▶ [Deine Aufgaben]:
1. Fasse im Text über Schweizer Popmusik den Absatz, der mit „Zuber verweist dabei“ beginnt, als knappe Liste zusammen, ohne seine wichtigsten Fakten wegzulassen.
2. Stimmen die folgenden Aussagen mit dem Text über Schweizer Popmusik überein? Antworte jeweils mit Ja oder Nein und zitiere die entscheidenden Worte des Textes wörtlich.
(a) Ele A stammt aus Lugano.
(b) Patent Ochsner haben im vergangenen Jahr neue Produktionen veröffentlicht.
(c) Jean Zuber hält die Schweizer Popmusik international für schlecht aufgestellt.
3. Schreib den Text über Schweizer Popmusik im Anschluss an seinen letzten Satz weiter.

▶ [Textauszug]:
==========

Zum Rückgang beigetragen hat sicher, dass einige der Grossen im Schweizer Popgeschäft pausierten und erst für das neue Jahr neue Produktionen angekündigt haben: allen voran Patent Ochsner, Gotthard, Hecht, Trauffer und Philipp Fankhauser. Es sind sichere Werte für die Jahrescharts. Doch das allein kann den aktuellen Einbruch in diesem Ausmass nicht erklären. Ist der Boom von Schweizer Popmusik vorbei?

Buene Huber, Saenger der Schweizer Band Patent Ochsner, waehrend einem Konzert im Schwellenmaetteli in Bern, am Dienstag, 8. August, 2023. (KEYSTONE/Peter Klaunzer)
Machen momentan Pause: Büne Huber und Patent Ochsner.Bild: keystone

International steht Schweizer Popmusik gut da

Ausgerechnet im Jahr, wo die Schweiz mit dem Sieg von Nemo den grössten internationalen Triumph erzielte, hat die Popularität von Schweizer Pop zu Hause einen schweren Dämpfer erreicht. Doch Jean Zuber von Swiss Music Export hält dagegen. Er erlebt in seiner Funktion als Förderer von Auslandaktivitäten einen ganz anderen Formstand der Schweizer Popmusik. «Wir stehen hervorragend da», sagt er überzeugt, «wir sind weltweit vernetzt und haben den Anschluss an den internationalen Markt geschafft».

Zuber verweist dabei nicht nur auf Nemo, sondern zum Beispiel auch auf die Schweizer Band Hermanos Gutiérrez, die in den USA vor Tausenden von Leuten auftritt und weltweit millionenfach gestreamt wird. Mit 3,9 Millionen Hörerinnen und Hörer erreicht sie ein Vielfaches der Stubete Gäng, die in der Schweiz am meisten gestreamt wurde (231'794 monatliche Hörerinnen und Hörer).

Zuber freut sich auch über den Erfolg von Schweizer Acts am bedeutenden Newcomer-Festival Eurosonic in Groningen, wo in diesen Tagen Benjamin Amaru, Soft Loft, Nnavy, Paula Dalla Corte, Valentino Vivace, Sirens Of Lesbos, Sami Galbi und Ele A auftreten. Die junge, 22-jährige Tessiner Rapperin Ele A aus Lugano zum Beispiel ist in der Schweiz ein weitgehend unbeschriebenes Blatt. Bei Spotify hat sie mit fast einer halben Million monatlichen Hörerinnen und Hörern aber gut doppelt so hohe Werte wie die Stubete Gäng.

==========

▶ [Erfasste Daten]:
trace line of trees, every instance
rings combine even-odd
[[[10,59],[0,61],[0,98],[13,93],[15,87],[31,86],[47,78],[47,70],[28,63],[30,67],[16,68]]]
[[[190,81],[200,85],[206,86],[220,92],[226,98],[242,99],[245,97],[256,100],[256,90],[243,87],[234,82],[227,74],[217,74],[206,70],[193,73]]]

==========

▶ [Lösungen pro Aufgabe]:
1.
- Zuber nennt neben Nemo auch die Schweizer Band Hermanos Gutiérrez.
- Die Band tritt in den USA vor Tausenden von Leuten auf und wird weltweit millionenfach gestreamt.
- Mit 3,9 Millionen Hörerinnen und Hörern erreicht sie ein Vielfaches der Stubete Gäng.
- Die Stubete Gäng wurde in der Schweiz am meisten gestreamt (231'794 monatliche Hörerinnen und Hörer).

2.
(a) Ja: „Die junge, 22-jährige Tessiner Rapperin Ele A aus Lugano“
(b) Nein: „pausierten und erst für das neue Jahr neue Produktionen angekündigt haben“
(c) Nein: „«Wir stehen hervorragend da»“

3.
Junge Schweizer Acts überspringen den nationalen Markt

Streaming definiert die neuen Spielregeln und hat den gesamten Musikmarkt auf den Kopf gestellt. Junge Musiker wie die welsche Sängerin Nnavy, der Ostschweizer Musiker Benjamin Amaru oder die Berner Band Sirens Of Lesbos erreichen auf den Streaming-Portalen Millionen-Werte und überspringen den nationalen Markt. Ihr Fokus gilt nicht der Schweizer Hitparade, sie schielen auf den internationalen Markt.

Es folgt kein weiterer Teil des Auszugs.